What is required
Report each line of the entries that includes "deck" by copying it.

Records supplied
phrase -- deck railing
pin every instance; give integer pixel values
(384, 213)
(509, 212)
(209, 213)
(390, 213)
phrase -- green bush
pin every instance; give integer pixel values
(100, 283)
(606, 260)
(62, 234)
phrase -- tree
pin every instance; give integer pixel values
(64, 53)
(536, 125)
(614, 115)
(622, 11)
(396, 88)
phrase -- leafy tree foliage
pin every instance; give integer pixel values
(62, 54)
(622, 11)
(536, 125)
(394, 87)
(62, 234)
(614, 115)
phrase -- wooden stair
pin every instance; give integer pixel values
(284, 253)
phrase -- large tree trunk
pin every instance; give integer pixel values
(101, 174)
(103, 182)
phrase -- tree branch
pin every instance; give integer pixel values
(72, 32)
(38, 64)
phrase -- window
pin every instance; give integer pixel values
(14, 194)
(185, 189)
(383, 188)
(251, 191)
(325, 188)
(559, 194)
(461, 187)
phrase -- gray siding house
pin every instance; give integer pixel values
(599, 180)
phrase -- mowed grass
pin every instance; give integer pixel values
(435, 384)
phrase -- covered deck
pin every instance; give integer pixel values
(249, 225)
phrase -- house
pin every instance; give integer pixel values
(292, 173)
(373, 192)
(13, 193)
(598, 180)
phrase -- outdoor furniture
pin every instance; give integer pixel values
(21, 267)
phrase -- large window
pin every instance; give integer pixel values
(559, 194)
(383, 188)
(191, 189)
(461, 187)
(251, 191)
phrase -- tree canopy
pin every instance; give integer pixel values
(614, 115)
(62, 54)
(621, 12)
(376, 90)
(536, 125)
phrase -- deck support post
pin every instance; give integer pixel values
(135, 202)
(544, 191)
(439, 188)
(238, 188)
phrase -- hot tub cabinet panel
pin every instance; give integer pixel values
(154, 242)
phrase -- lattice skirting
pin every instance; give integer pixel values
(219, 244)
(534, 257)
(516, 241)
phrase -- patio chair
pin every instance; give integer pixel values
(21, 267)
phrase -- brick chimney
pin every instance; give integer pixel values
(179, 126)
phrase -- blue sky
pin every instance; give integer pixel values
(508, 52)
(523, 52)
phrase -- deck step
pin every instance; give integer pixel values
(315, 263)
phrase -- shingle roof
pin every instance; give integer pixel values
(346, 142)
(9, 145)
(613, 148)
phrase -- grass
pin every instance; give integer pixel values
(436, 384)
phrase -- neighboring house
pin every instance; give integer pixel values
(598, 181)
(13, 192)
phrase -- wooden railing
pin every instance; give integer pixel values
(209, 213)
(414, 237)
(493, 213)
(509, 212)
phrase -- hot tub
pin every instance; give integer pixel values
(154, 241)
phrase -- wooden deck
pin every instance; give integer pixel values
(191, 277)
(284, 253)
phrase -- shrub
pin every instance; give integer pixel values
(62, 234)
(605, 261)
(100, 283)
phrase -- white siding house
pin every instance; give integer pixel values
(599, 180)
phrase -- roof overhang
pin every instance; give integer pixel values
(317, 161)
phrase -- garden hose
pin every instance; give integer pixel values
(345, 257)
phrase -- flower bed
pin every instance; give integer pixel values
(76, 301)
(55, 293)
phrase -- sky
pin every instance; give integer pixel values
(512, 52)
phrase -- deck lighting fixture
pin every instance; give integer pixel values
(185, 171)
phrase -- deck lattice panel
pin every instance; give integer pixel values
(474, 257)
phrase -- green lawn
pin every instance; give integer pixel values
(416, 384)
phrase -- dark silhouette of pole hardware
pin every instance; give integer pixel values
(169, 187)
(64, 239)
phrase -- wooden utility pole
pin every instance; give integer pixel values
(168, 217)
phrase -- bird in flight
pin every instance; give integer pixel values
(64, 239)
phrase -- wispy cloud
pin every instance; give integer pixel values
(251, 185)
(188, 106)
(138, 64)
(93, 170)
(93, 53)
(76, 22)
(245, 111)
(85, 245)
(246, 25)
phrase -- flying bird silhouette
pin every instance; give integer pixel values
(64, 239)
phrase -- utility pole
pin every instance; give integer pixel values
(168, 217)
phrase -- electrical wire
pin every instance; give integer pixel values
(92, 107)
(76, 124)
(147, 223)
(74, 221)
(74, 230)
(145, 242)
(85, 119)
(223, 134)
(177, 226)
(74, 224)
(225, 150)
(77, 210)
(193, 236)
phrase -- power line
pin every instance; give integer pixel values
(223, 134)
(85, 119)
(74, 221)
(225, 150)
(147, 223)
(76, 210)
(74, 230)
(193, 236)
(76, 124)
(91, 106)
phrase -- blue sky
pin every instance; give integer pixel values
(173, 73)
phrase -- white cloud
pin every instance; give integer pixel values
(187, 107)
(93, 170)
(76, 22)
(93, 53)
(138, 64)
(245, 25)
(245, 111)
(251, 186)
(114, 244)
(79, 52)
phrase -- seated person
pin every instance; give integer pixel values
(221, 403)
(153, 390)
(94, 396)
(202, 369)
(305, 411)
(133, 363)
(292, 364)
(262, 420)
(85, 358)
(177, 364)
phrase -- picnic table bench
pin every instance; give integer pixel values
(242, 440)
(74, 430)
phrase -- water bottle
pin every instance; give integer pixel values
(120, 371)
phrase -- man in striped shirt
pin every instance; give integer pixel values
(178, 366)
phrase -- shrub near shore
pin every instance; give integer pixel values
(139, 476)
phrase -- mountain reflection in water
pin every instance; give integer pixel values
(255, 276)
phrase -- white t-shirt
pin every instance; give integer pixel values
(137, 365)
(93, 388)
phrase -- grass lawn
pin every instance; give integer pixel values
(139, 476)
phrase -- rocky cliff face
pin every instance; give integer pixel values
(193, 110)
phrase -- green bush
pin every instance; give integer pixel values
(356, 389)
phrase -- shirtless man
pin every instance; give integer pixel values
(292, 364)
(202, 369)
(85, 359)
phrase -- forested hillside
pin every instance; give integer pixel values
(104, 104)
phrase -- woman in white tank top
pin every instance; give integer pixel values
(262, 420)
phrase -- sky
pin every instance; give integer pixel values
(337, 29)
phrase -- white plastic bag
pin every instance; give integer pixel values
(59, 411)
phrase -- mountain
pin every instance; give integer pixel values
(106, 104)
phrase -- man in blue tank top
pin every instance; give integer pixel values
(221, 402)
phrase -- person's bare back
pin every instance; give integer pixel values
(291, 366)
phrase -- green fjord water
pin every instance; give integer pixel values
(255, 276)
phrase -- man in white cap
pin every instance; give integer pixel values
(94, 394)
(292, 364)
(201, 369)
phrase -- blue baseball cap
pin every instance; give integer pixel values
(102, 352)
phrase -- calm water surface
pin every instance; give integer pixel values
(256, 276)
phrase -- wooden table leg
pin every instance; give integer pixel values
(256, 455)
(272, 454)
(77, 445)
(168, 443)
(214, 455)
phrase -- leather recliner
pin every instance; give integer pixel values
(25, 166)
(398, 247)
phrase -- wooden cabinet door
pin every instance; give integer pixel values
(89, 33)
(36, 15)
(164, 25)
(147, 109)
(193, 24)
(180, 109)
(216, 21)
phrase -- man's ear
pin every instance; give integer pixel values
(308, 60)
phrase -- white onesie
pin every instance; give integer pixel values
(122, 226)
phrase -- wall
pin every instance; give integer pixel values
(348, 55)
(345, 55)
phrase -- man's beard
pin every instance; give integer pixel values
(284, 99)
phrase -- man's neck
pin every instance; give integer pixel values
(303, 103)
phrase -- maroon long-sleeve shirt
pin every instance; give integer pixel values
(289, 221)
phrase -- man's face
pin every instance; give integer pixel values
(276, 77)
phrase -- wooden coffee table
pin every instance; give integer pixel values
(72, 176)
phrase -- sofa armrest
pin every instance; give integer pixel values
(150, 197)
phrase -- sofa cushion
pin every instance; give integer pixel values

The completed task
phrase -- deck railing
phrase -- covered deck
phrase -- deck support post
phrase -- deck step
phrase -- wooden deck
phrase -- deck lighting fixture
phrase -- deck lattice panel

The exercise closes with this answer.